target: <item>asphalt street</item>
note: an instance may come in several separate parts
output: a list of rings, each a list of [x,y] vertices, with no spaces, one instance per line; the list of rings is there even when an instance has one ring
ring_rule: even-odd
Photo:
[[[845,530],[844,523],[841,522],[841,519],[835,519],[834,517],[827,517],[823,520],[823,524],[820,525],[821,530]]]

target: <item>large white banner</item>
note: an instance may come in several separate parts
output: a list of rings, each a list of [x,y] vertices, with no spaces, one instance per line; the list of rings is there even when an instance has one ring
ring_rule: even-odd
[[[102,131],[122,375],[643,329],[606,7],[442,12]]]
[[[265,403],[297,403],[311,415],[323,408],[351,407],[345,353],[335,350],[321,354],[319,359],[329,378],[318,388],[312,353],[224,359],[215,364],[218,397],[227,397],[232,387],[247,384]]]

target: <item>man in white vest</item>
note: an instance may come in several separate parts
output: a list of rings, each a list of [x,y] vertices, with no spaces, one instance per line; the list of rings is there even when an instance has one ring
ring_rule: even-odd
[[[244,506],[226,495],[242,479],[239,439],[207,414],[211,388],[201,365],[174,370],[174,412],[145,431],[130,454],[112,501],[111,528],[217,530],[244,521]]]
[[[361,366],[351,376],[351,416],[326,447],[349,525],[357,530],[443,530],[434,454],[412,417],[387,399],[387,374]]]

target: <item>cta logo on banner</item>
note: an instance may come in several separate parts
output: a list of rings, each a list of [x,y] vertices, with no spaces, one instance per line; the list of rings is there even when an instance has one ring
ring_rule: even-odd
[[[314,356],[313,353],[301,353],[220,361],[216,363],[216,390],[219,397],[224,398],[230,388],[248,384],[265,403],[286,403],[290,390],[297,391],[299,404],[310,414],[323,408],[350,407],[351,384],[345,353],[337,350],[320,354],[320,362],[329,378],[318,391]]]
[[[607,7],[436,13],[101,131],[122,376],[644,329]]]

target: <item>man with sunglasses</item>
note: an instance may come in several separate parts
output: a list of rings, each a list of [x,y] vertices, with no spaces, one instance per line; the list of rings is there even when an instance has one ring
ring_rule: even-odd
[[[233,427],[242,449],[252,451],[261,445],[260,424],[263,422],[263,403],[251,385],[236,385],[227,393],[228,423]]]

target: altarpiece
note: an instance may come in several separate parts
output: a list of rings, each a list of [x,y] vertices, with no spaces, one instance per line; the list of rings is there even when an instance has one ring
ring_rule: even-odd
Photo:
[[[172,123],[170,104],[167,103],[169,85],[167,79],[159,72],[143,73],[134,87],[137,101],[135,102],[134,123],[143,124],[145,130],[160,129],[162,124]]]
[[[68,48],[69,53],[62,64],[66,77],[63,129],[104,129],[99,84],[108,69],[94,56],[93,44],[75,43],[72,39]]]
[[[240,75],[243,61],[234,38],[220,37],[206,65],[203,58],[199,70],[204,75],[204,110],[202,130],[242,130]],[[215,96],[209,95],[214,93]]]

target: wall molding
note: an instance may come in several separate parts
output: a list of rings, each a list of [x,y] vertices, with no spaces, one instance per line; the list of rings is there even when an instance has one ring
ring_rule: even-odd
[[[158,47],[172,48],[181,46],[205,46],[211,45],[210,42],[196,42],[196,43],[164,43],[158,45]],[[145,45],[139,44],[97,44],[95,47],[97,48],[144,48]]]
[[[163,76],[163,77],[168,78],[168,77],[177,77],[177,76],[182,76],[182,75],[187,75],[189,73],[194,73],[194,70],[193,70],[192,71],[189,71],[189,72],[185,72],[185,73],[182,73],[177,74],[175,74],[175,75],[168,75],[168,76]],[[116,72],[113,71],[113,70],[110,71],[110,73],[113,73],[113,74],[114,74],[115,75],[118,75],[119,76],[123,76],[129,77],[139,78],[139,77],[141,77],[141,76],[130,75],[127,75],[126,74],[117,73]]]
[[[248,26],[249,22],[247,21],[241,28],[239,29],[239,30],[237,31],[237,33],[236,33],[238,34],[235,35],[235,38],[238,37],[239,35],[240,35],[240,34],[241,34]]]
___
Rescale the lines from the one holding "target: wall molding" through the end of the records, inclusive, and give them again in full, requests included. Multiply every vertex coordinate in the polygon answers by 0.6 and round to whole numbers, with halves rounding up.

# Task result:
target: wall molding
note: an instance may come in several separate parts
output: a list of rings, each a list of [x,y] vertices, with no spaces, one instance per line; the list of rings is there even when an instance has one ring
ring_rule: even-odd
[[[95,28],[103,29],[109,28],[123,28],[127,27],[126,25],[118,25],[118,26],[98,26],[95,27]],[[87,27],[83,26],[58,26],[57,28],[58,29],[86,29]]]
[[[98,46],[98,46],[101,47],[101,46],[106,46],[106,46],[109,46],[109,45],[112,45],[113,44],[116,44],[116,42],[116,42],[115,43],[113,43],[113,43],[111,43],[111,44],[109,44],[106,44],[105,44],[105,45],[101,45],[101,46]],[[70,43],[68,43],[68,42],[66,43],[66,44],[68,44],[68,44],[68,44],[69,45],[71,45],[71,46],[74,46],[77,46],[83,47],[83,46],[85,46],[85,46],[78,45],[76,45],[76,44],[70,44]]]
[[[149,16],[149,13],[148,13],[145,17],[143,17],[143,18],[142,19],[142,20],[142,20],[143,20],[141,21],[141,23],[143,22],[143,21],[144,21],[144,20],[145,20]]]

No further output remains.